▶ **Document excerpt**:
· · · ·

Although the issue in K-12 education is not so politically charged, the loss of union support of teachers and the loss of tenure would be exactly the same. Teachers who pushed the boundaries, who asked questions about why we are doing this or that initiative, or who had an unusual teaching style would be gone fairly quickly. Why would principals or department heads make life harder for themselves by tolerating those teachers if it is easy to get rid of them? In some schools, the answer would be, "Because often they are the best teachers." Unfortunately, in many districts, that is not enough of a reason to keep a teacher around. A new teacher would be cheaper, and we can mold them to our way of thinking. And so it goes. When I ask my friend who is an excellent school superintendent how many teachers he would get rid of because they are bad teachers, he tells me 4 or 5 out of 200. When I ask my business friend how many truly bad (not just difficult, but horrendous) employees he has to work with in his nationally recognized Fortune 500 company, the answer is well over 20% of the employees he knows. When people tell me they wished the schools were run more like a business, that's when I really get scared for public education. I don't know if you've noticed lately, but the American business model is not a shining example of quality. What business would you like public education to emulate: Enron, British Petroleum, Phillip Morris, Halliburton, Bank of America, or JP Morgan? Let's be thankful that public education is not run like business. And lets not get caught up in the fear and the propaganda we hear on the radio. Do you know who is paying for those commercials? Let me give you a hint - it's not middle class workers from the private sector. Here is the "R" section of the member list of the Civic Committee of the Commercial Club of Chicago, which is sponsoring the Illinois is Broke campaign which states in big letters that Illinois' fiscal problems are primarily due not to deregulation and suspect banking practices, but to teachers' pensions:  

BRUCE V. RAUNER
Chairman - GTCR Golder Rauner, LLC
J. CHRISTOPHER REYES
Chairman - Reyes Holdings, LLC
LINDA JOHNSON RICE
Chairman & Chief Executive Officer - Johnson Publishing Company, Inc.
LARRY RICHMAN
President and Chief Executive Officer - The PrivateBank
JOHN W. ROGERS, JR.
Chairman & Chief Executive Officer - Ariel Investments, LLC
PHILMER H. ROHRBAUGH
Vice Chair and Office Managing Partner (Chicago) - KPMG LLP
IRENE B. ROSENFELD
Chairman and Chief Executive Officer - Kraft Foods Inc.
JOHN W. ROWE
Chairman and Chief Executive Officer - Exelon Corporation
JAMES T. RYAN
Chairman, President, and Chief Executive Officer - W. W. Grainger, Inc.
PATRICK G. RYAN
Chairman Ryan Specialty Group 


 I picked the "R" section at random. Any other section would be similar in membership. A fairly good sampling of middle class America, wouldn't you say?  These are the people who think public pensions are, and I quote, "CREATING MILLIONAIRES." Maybe it's because they can't stand the thought of a mere teacher being a millionaire like them. They wouldn't be as worried if they had paid closer attention in their math class:   40798 is somewhat less than a million.

· · · ·

[Stored items]
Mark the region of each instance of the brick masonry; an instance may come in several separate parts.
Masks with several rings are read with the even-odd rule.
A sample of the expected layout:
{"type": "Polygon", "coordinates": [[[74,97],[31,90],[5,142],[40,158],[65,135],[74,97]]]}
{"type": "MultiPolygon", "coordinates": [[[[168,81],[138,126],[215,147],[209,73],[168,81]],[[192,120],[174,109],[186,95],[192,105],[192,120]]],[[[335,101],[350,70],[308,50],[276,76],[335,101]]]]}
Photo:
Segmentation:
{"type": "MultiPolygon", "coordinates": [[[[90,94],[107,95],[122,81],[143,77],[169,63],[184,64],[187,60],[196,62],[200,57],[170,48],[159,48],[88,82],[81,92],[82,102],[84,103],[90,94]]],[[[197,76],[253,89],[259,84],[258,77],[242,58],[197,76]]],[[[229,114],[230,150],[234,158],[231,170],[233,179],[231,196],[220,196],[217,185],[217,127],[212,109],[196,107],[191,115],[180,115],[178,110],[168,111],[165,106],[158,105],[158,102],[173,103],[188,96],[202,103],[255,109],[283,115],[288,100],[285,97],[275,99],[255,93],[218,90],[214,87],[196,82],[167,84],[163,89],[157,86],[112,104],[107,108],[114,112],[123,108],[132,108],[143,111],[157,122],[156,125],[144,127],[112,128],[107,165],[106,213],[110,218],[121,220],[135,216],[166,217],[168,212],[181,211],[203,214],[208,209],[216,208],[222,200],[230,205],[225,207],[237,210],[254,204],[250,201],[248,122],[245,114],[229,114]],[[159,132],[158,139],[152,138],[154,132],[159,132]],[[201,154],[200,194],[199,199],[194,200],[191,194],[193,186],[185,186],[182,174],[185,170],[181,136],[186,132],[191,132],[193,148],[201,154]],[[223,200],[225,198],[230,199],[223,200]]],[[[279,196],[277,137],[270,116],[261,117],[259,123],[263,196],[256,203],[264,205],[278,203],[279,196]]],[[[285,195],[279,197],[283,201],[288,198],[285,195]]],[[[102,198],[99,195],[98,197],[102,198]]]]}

· · · ·

▶ **About this task**:
Say whether each statement agrees with the passage on teacher tenure, and support each yes or no with the deciding words from the passage, quoted exactly.
1. The superintendent friend would get rid of 4 or 5 teachers out of 200.
2. The writer's business friend works for a small local company.
3. The Illinois is Broke campaign blames the state's fiscal problems mainly on deregulation.

▶ **Result of this exercise**:
1. Yes: "he tells me 4 or 5 out of 200."
2. No: "his nationally recognized Fortune 500 company"
3. No: "Illinois' fiscal problems are primarily due not to deregulation and suspect banking practices, but to teachers' pensions"